## What the task requires
Reproduce every item below word for word, keeping each line as it stands.

□ □ □ □ □

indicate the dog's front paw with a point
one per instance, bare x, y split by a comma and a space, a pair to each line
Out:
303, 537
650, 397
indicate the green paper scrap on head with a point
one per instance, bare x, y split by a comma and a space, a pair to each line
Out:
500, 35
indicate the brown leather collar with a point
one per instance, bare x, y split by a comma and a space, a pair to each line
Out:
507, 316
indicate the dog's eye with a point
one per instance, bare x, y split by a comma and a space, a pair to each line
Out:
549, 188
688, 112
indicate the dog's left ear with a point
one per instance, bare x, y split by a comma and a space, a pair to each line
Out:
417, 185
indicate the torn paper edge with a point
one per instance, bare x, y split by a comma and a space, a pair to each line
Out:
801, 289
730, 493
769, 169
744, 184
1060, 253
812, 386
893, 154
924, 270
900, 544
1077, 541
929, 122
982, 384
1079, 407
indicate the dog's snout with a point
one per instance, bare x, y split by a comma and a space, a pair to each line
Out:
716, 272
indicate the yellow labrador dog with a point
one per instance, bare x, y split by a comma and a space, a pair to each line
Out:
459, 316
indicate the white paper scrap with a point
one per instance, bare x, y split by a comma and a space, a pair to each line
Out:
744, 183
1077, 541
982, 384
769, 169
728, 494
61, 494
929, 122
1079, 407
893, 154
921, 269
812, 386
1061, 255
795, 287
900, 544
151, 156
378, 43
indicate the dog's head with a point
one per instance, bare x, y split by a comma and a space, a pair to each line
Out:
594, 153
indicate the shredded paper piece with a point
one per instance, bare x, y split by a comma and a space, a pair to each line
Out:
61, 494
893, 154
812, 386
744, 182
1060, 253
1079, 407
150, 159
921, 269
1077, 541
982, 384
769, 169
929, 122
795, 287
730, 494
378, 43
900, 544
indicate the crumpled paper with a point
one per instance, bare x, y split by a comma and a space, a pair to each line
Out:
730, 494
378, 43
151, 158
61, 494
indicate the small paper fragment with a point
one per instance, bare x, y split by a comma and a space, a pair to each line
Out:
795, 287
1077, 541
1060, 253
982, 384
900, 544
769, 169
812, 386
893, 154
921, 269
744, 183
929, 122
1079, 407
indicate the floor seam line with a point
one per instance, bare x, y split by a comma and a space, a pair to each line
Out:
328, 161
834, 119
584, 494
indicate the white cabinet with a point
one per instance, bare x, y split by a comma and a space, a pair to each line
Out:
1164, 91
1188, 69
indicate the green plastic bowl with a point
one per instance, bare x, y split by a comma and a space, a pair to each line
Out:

□ □ □ □ □

## Result below
indicate the dog's front paw with a point
one per instance, bare x, y split by a comma and a space, a pair to each line
Out:
303, 537
650, 397
indicate the green paper scrap on head with a point
one per instance, bare x, y split by a comma and a space, a pair to each line
Out:
500, 35
indicate the brown leather collar with a point
one per instance, bare x, y split by a comma and a space, a pair to each line
Out:
507, 316
indicate the dog's eye with a point
one per instance, bare x, y split by a comma and a space, a pair to each line
Out:
549, 188
688, 112
indicate the dog's left ear with a point
one per instance, bare x, y split by a comma and a space, a pair to each line
Out:
417, 185
indicate the torn paper edge with a point
one per instance, bare x, y split by a comma and a space, a pair to each line
Out:
801, 289
730, 493
769, 169
744, 184
1060, 253
812, 386
893, 154
924, 270
900, 544
1077, 541
929, 122
982, 384
1079, 407
indicate the dog's snout with a point
one per instance, bare x, y split by a comma and a space, a pair to each line
Out:
716, 272
indicate the yellow labrador dog with a point
one per instance, bare x, y split by a comma and a space, a pair to each line
Out:
459, 316
indicate the white paper scrap with a point
one per instance, bare x, y split by a comma and a space, a pair to each line
Out:
744, 183
1077, 541
982, 384
769, 169
728, 494
61, 494
929, 122
1079, 407
893, 154
921, 269
812, 386
1061, 255
795, 287
900, 544
151, 156
378, 43
indicate the dog's head with a point
one per instance, bare x, y split by a comma and a space, a pair to each line
Out:
594, 153
indicate the shredded paper piece with a point
one per instance, bare x, y split by a comma and a space, a pair to each line
Out:
61, 494
893, 154
812, 386
744, 182
1060, 253
1079, 407
150, 159
921, 269
1077, 541
982, 384
769, 169
929, 122
795, 287
730, 494
378, 43
900, 544
indicate the crumpled paper with a point
one per instance, bare x, y split by a comma and a space, a pair to each line
Out:
730, 494
378, 43
151, 158
61, 494
indicate the small paper fragment with a point
one per instance, bare x, y split by a comma and a space, a pair to each line
Out:
795, 287
1077, 541
1060, 253
982, 384
900, 544
769, 169
812, 386
893, 154
921, 269
744, 183
929, 122
1079, 407
indicate the floor seam line with a point
one per instance, bare x, y split by a comma and a space, a pair to each line
Out:
328, 161
834, 119
584, 494
indicate the white cabinet with a point
one per instance, bare x, y split by a comma and a space, a pair to each line
Out:
1164, 91
1188, 69
indicate the green plastic bowl with a point
one per instance, bare x, y split by a comma and a space, a pair to each line
Out:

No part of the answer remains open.